§ What you are asked to do:
Count the lines in the records that contain the string "trunk", treating uppercase and lowercase as different, and give only that number.

==== The records

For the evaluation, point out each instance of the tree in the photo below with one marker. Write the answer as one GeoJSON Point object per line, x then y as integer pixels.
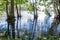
{"type": "Point", "coordinates": [56, 20]}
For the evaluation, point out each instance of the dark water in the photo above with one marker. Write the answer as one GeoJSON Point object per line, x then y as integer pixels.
{"type": "Point", "coordinates": [43, 23]}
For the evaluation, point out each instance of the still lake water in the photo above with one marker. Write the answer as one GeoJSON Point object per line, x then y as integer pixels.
{"type": "Point", "coordinates": [43, 23]}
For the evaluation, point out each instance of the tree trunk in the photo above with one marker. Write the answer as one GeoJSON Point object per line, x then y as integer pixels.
{"type": "Point", "coordinates": [56, 20]}
{"type": "Point", "coordinates": [7, 32]}
{"type": "Point", "coordinates": [12, 19]}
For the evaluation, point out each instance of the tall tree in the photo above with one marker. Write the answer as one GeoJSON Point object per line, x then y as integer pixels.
{"type": "Point", "coordinates": [12, 19]}
{"type": "Point", "coordinates": [56, 20]}
{"type": "Point", "coordinates": [34, 20]}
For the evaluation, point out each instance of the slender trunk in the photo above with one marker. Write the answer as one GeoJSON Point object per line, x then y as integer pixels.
{"type": "Point", "coordinates": [12, 20]}
{"type": "Point", "coordinates": [7, 32]}
{"type": "Point", "coordinates": [17, 21]}
{"type": "Point", "coordinates": [56, 20]}
{"type": "Point", "coordinates": [34, 22]}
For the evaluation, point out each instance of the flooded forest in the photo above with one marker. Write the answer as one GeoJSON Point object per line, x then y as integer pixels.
{"type": "Point", "coordinates": [29, 19]}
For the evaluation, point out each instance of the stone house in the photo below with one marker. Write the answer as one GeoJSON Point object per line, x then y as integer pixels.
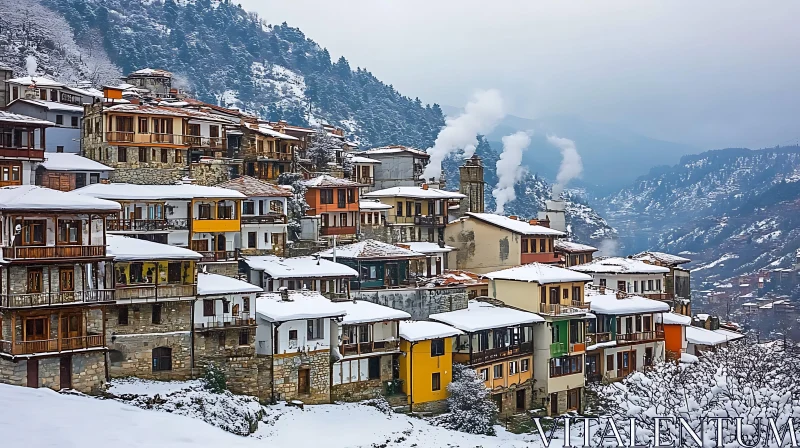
{"type": "Point", "coordinates": [56, 280]}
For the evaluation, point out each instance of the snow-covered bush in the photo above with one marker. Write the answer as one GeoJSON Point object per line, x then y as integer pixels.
{"type": "Point", "coordinates": [746, 381]}
{"type": "Point", "coordinates": [214, 379]}
{"type": "Point", "coordinates": [471, 409]}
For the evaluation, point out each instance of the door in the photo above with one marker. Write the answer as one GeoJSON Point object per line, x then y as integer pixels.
{"type": "Point", "coordinates": [65, 369]}
{"type": "Point", "coordinates": [33, 372]}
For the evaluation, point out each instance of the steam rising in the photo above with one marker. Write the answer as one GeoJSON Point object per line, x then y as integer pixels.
{"type": "Point", "coordinates": [480, 116]}
{"type": "Point", "coordinates": [571, 164]}
{"type": "Point", "coordinates": [31, 65]}
{"type": "Point", "coordinates": [509, 169]}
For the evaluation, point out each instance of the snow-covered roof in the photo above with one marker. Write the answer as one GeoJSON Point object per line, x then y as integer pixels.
{"type": "Point", "coordinates": [361, 159]}
{"type": "Point", "coordinates": [414, 192]}
{"type": "Point", "coordinates": [301, 305]}
{"type": "Point", "coordinates": [363, 312]}
{"type": "Point", "coordinates": [539, 273]}
{"type": "Point", "coordinates": [215, 284]}
{"type": "Point", "coordinates": [10, 117]}
{"type": "Point", "coordinates": [370, 249]}
{"type": "Point", "coordinates": [326, 180]}
{"type": "Point", "coordinates": [31, 197]}
{"type": "Point", "coordinates": [252, 187]}
{"type": "Point", "coordinates": [420, 330]}
{"type": "Point", "coordinates": [609, 304]}
{"type": "Point", "coordinates": [123, 248]}
{"type": "Point", "coordinates": [619, 265]}
{"type": "Point", "coordinates": [673, 319]}
{"type": "Point", "coordinates": [480, 316]}
{"type": "Point", "coordinates": [155, 192]}
{"type": "Point", "coordinates": [569, 246]}
{"type": "Point", "coordinates": [373, 205]}
{"type": "Point", "coordinates": [424, 247]}
{"type": "Point", "coordinates": [299, 267]}
{"type": "Point", "coordinates": [64, 161]}
{"type": "Point", "coordinates": [515, 225]}
{"type": "Point", "coordinates": [661, 257]}
{"type": "Point", "coordinates": [394, 150]}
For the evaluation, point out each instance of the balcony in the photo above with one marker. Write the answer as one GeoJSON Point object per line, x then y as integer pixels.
{"type": "Point", "coordinates": [146, 225]}
{"type": "Point", "coordinates": [558, 309]}
{"type": "Point", "coordinates": [51, 252]}
{"type": "Point", "coordinates": [264, 219]}
{"type": "Point", "coordinates": [641, 336]}
{"type": "Point", "coordinates": [52, 345]}
{"type": "Point", "coordinates": [31, 300]}
{"type": "Point", "coordinates": [330, 231]}
{"type": "Point", "coordinates": [369, 347]}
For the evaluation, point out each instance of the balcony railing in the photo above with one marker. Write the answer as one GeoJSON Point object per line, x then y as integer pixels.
{"type": "Point", "coordinates": [146, 225]}
{"type": "Point", "coordinates": [330, 231]}
{"type": "Point", "coordinates": [369, 347]}
{"type": "Point", "coordinates": [264, 219]}
{"type": "Point", "coordinates": [52, 345]}
{"type": "Point", "coordinates": [557, 309]}
{"type": "Point", "coordinates": [37, 299]}
{"type": "Point", "coordinates": [626, 338]}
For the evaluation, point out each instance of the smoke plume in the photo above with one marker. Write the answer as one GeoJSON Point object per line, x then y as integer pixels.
{"type": "Point", "coordinates": [480, 116]}
{"type": "Point", "coordinates": [509, 169]}
{"type": "Point", "coordinates": [571, 164]}
{"type": "Point", "coordinates": [31, 65]}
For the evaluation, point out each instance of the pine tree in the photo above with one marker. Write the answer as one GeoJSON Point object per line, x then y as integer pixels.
{"type": "Point", "coordinates": [471, 409]}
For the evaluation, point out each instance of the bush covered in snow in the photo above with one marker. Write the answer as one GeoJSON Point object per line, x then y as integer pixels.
{"type": "Point", "coordinates": [471, 409]}
{"type": "Point", "coordinates": [750, 382]}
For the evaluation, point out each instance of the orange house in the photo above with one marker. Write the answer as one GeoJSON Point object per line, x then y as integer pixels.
{"type": "Point", "coordinates": [674, 333]}
{"type": "Point", "coordinates": [335, 200]}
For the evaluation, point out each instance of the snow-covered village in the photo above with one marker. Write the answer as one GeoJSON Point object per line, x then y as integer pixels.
{"type": "Point", "coordinates": [188, 259]}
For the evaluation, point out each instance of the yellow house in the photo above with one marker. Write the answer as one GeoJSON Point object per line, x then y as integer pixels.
{"type": "Point", "coordinates": [426, 363]}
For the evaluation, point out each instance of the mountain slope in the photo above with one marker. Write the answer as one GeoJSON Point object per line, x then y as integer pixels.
{"type": "Point", "coordinates": [225, 55]}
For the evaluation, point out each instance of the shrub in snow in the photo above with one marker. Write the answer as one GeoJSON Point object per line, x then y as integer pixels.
{"type": "Point", "coordinates": [750, 382]}
{"type": "Point", "coordinates": [471, 409]}
{"type": "Point", "coordinates": [214, 379]}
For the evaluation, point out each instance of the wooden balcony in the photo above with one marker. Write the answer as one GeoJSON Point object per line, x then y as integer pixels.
{"type": "Point", "coordinates": [369, 347]}
{"type": "Point", "coordinates": [330, 231]}
{"type": "Point", "coordinates": [53, 252]}
{"type": "Point", "coordinates": [31, 300]}
{"type": "Point", "coordinates": [52, 345]}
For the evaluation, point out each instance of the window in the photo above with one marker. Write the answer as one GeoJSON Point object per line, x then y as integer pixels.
{"type": "Point", "coordinates": [315, 328]}
{"type": "Point", "coordinates": [122, 315]}
{"type": "Point", "coordinates": [437, 347]}
{"type": "Point", "coordinates": [156, 313]}
{"type": "Point", "coordinates": [162, 359]}
{"type": "Point", "coordinates": [497, 371]}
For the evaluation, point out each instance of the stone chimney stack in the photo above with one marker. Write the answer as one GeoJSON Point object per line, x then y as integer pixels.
{"type": "Point", "coordinates": [471, 185]}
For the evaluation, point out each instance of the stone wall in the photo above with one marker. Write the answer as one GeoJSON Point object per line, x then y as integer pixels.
{"type": "Point", "coordinates": [419, 302]}
{"type": "Point", "coordinates": [286, 369]}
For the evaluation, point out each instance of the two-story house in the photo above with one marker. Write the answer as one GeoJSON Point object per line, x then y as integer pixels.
{"type": "Point", "coordinates": [312, 273]}
{"type": "Point", "coordinates": [557, 295]}
{"type": "Point", "coordinates": [624, 337]}
{"type": "Point", "coordinates": [295, 330]}
{"type": "Point", "coordinates": [56, 277]}
{"type": "Point", "coordinates": [486, 242]}
{"type": "Point", "coordinates": [335, 201]}
{"type": "Point", "coordinates": [263, 215]}
{"type": "Point", "coordinates": [419, 213]}
{"type": "Point", "coordinates": [369, 346]}
{"type": "Point", "coordinates": [498, 343]}
{"type": "Point", "coordinates": [627, 275]}
{"type": "Point", "coordinates": [22, 144]}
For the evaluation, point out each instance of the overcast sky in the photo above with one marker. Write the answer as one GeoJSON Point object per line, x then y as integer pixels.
{"type": "Point", "coordinates": [712, 73]}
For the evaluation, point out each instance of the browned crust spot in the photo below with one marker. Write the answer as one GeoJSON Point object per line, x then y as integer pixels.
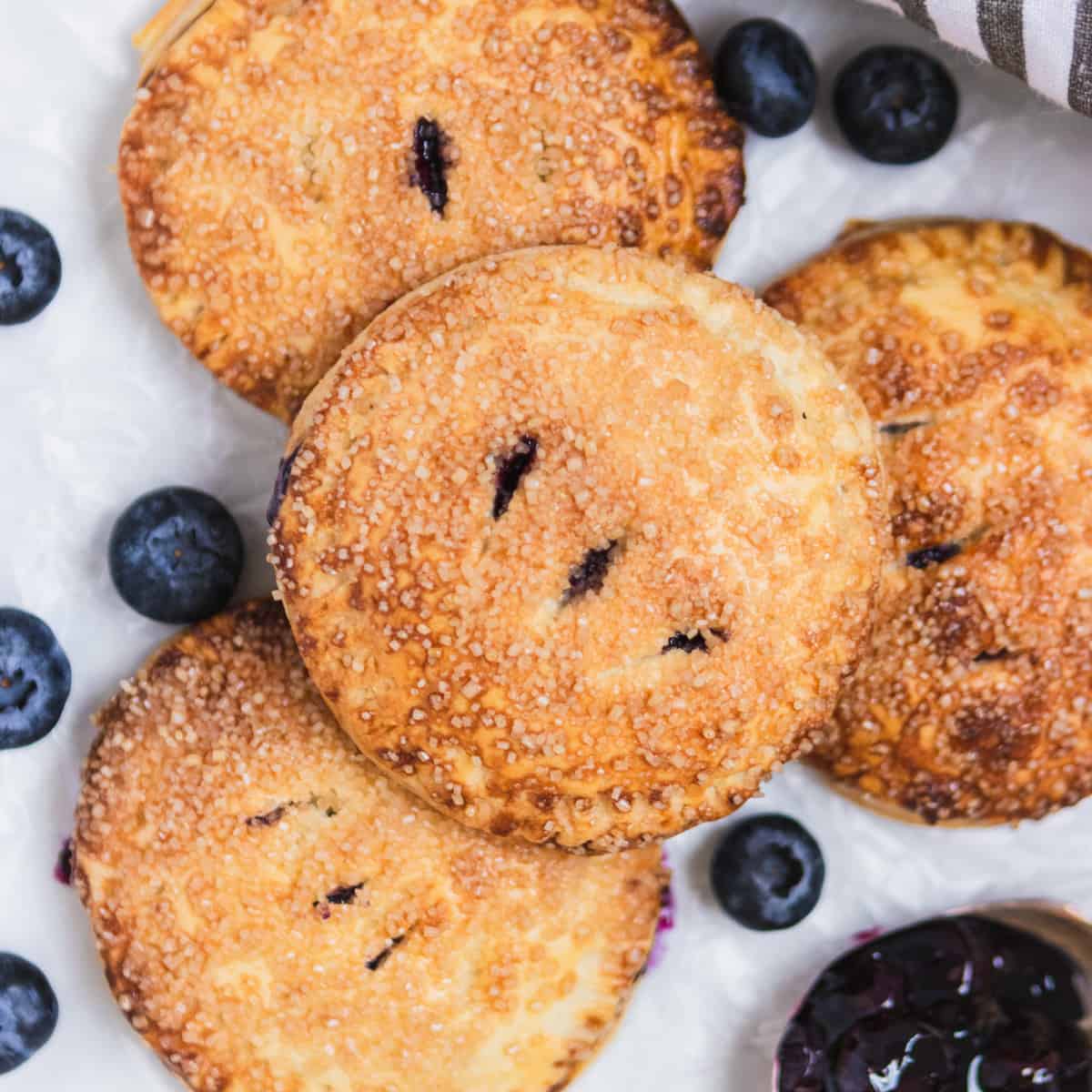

========

§ Task solution:
2